* [DATA UNDER STUDY]
================================

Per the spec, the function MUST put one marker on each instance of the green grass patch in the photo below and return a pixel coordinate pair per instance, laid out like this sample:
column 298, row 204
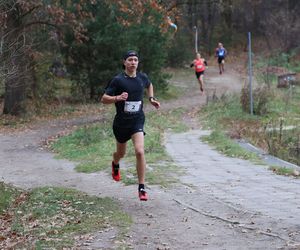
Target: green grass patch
column 7, row 197
column 55, row 217
column 285, row 171
column 92, row 146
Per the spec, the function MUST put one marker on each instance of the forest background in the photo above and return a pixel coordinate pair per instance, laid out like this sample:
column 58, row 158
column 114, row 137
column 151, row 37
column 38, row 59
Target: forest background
column 49, row 48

================================

* [WHAT YOU ARE ASKED TO DO]
Retype, exactly and only, the lines running from the one with "of the forest" through the final line of the listing above.

* [ANSWER TO THIS EXERCISE]
Per the spec, the function MUST put one marker on each instance of the forest background in the photo above and return a pixel coordinate pair per instance, laid out like this sample:
column 58, row 158
column 114, row 137
column 151, row 37
column 38, row 59
Target: forest background
column 49, row 48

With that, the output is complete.